Fragmento
┌────────

No son malos planes. Son buenos de veras. Y, lo mejor: son absolutamente posibles. Fecha indeterminada. Pero posibles.


Y otro plan: por ahora, el blog se toma vacaciones. Si durarán tres días, o quince, o si volverán alguna vez, todavía es incierto. Es que estoy recalculando.





domingo, 17 de mayo de 2020

Día 59



Ayer, después de pensar en eso de estar pendiente de qué día se hace qué cosa según designios que hoy quizás carezcan de sentido, me puse a mover muebles de lugar, y a rebuscar en el mueble bajomesada, y entre las cajas que uso para guardar pulseras y collares, y convertí el mueble del baño en un mueble para el estudio, y el mueble que se había convertido en mesa de luz, ese que había sacado de debajo de la escalera, se convirtió en el mueble del baño. Y unas latas que no usaba y eran de té, las usé para las pulseras, y la lata que tenía antes las pulseras se convirtió en la lata que contiene los esmaltes de uñas, y la que antes tenía el botiquín es ahora la lata de las sombras de ojos, y para el botiquín usé un tupper redondo y gigante que juntaba polvo en el mueble bajomesada. Para mesa de luz usé uno de los baúles y como me quedó tan bajita la mesa de luz, saqué una lámpara del living y la puse en el baúl mesa de luz, y la lámpara que antes usaba la puse en el nuevo mueble del estudio.  En el estante más alto de la biblioteca puse la tabla de windsurf, el mástil y las dos velas que viven en casa. Para eso debí mover libros de esos estantes a otros estantes, más abajo, que antes contenían cajas y pilas de papeles. Las cajas se movieron al estante más alto, al lado de la tabla, y las pilas de papeles al mueble nuevo.

Lo más probable es que en los próximos días vuelva todo a su lugar original, o que algunas cosas vuelvan a su estado original. O no. Puede sucederle a los muebles lo de cambiar su función, o a las cajas sus contenidos. Y yo me pasaré, otra vez, otra tarde, tratando de encontrarle el lugar perfecto a todo. Me dije es el mito de Sísifo. Y recordé mis acortadas vacaciones en Rodeo, a Margarita diciendo guardo todos los juguetes, por unos minutos la casa parece una casa, a los minutos parece un cuarto de juego, no sé ni para qué los guardo.

Después de hacer todo eso, aprovechando para pasarle a todas las superficies un trapo con agua y limpiador y después gamuza seca y Blem, barrí todos los pisos, les pasé la mopa a los de adentro, y de nuevo la escoba con agua con detergente y lavandina al del patio, y cuando la primera flor de la Santa Rita se cayó sobre el impoluto piso del patio, me dije es el puto mito de Sísifo, y recordé a Ernesto, tan serio él, diciendo para qué me voy a bañar si después me ensucio de nuevo. Éramos jóvenes, casi adolescentes pero no del todo. Y él odiaba bañarse.

└────────

Acciones requeridas
**a.** ¿Puedes reproducir tal cual el fragmento del blog, comenzando en "Lo más probable" y terminando en "qué los guardo."?
**b.** ¿Podrías proseguir el fragmento del blog a partir de su última oración?
Los datos no hacen falta en absoluto.

(Entradas de la colección)
┌────────

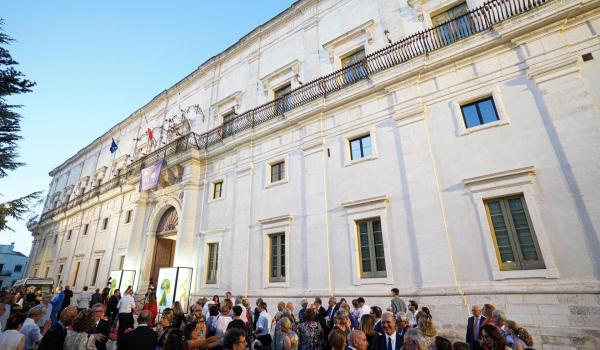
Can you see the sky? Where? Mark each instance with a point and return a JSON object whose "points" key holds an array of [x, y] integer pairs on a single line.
{"points": [[96, 62]]}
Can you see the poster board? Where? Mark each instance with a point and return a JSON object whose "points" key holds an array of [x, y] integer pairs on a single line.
{"points": [[174, 284], [184, 282], [165, 288]]}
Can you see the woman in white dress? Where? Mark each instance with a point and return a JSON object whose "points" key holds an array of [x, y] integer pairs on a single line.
{"points": [[79, 339], [11, 338]]}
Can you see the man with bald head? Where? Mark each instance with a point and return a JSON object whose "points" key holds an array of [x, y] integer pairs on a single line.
{"points": [[357, 340], [390, 339], [473, 328], [55, 337]]}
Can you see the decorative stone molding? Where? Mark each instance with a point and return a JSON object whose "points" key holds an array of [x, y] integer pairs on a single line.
{"points": [[365, 30], [289, 72]]}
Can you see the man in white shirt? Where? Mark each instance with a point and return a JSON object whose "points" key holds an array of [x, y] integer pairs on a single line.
{"points": [[45, 304], [31, 331], [126, 308], [364, 308], [83, 299], [262, 326], [5, 308]]}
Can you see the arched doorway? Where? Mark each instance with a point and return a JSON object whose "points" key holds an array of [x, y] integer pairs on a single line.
{"points": [[164, 248]]}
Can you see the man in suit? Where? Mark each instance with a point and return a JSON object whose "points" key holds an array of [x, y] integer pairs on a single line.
{"points": [[357, 340], [101, 328], [141, 338], [390, 339], [474, 327], [55, 337]]}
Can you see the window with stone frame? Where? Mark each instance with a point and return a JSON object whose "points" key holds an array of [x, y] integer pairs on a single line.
{"points": [[371, 251], [282, 98], [212, 263], [513, 234], [354, 65], [277, 171], [277, 257]]}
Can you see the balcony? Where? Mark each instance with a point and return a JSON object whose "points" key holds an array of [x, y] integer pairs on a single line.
{"points": [[445, 34]]}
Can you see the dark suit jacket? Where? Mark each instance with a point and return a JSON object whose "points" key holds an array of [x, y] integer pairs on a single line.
{"points": [[54, 338], [473, 343], [141, 338], [380, 342], [103, 328]]}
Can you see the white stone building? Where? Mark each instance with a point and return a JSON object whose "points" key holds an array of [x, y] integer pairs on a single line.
{"points": [[459, 164], [12, 265]]}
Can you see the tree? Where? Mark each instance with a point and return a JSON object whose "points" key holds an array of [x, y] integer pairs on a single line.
{"points": [[12, 82]]}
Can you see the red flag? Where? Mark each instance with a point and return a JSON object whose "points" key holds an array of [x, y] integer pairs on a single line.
{"points": [[150, 134]]}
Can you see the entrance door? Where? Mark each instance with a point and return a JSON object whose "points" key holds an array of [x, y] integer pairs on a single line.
{"points": [[164, 251]]}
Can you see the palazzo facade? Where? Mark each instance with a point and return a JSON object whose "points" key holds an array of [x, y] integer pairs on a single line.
{"points": [[344, 148]]}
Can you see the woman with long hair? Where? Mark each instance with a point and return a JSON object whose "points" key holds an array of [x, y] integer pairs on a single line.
{"points": [[178, 315], [425, 324], [79, 339], [492, 339], [152, 306], [521, 337], [367, 326]]}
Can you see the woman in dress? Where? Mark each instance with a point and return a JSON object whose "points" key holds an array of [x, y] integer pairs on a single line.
{"points": [[79, 339], [152, 306], [425, 324], [11, 338], [367, 325], [521, 337], [310, 333]]}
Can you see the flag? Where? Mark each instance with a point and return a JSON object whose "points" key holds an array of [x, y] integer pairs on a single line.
{"points": [[150, 134], [113, 146], [150, 176]]}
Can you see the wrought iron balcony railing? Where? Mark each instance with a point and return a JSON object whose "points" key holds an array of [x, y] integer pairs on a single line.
{"points": [[420, 43]]}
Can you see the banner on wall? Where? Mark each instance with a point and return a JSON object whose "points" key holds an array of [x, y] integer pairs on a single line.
{"points": [[174, 284]]}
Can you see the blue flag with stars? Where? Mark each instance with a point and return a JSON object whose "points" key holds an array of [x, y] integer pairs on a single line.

└────────

Resultados por tarea
**a.**
Lo más probable es que en los próximos días vuelva todo a su lugar original, o que algunas cosas vuelvan a su estado original. O no. Puede sucederle a los muebles lo de cambiar su función, o a las cajas sus contenidos. Y yo me pasaré, otra vez, otra tarde, tratando de encontrarle el lugar perfecto a todo. Me dije es el mito de Sísifo. Y recordé mis acortadas vacaciones en Rodeo, a Margarita diciendo guardo todos los juguetes, por unos minutos la casa parece una casa, a los minutos parece un cuarto de juego, no sé ni para qué los guardo.

**b.**
Considerando que era sábado a la tarde, el día en que uno no hace nada, decidí que no venía mal terminar el día con una sesión de yoga. Y después de la sesión de yoga me dije me tomo una copa de vino antes del baño, pero no lo hice, qué poco saludable eso de beber después de hacer ejercicio, así que me fui a bañar rápido, para ganarme la salubridad de beber después de bañarme y me reí pensando para qué me bañé, si total mañana me voy a ensuciar.

Y de repente eran las 10 de la noche y no tenía nada planeado para comer. No es que no hubiese comida. Había, pero estaba congelada. O no me apetecía, o era de esos congelados que sin descongelar, al cocinar, quedan babosos.

Bueno, me dije, puedo pedir. Pero tengo muchos problemas siempre con lo de pedir. La basura es el primero. Siempre todo llega empacado en cajas de cartón que se ensucian con el queso y la salsa y entonces no puedo reciclar, o en contenedores de plástico que no sirven para nada. Después el gasto. Cuando hago la cuenta de con esa plata me preparo cinco comidas, se me pasa el hambre. Y por último está el miedo, nuevo, de las bacterias en las manos del cocinero, del empacador, del man del delivery, ectétera.

Saqué los zapallitos, las cebollas, las tapas de tarta, los huevos… Lo puse todo sobre la mesada, lo corté y pegué, lo cociné. Cuando terminé de comer mirando un capítulo de Sorjonen, levanté la mesa, llevé todo a la cocina, Niqui siguiendo mis pasos, como siempre pero con más interés ante la posibilidad de que la gorda le hubiese dejado al menos una miga, me puse a lavar la vajilla y me dije es el mito de Sísifo, otra vez, porque lavo vajilla no menos de tres veces por día, y otras tres veces al día siguiente, y así todos los días.

El mito de Sísifo, como siempre.

Algunas cosas nunca cambian.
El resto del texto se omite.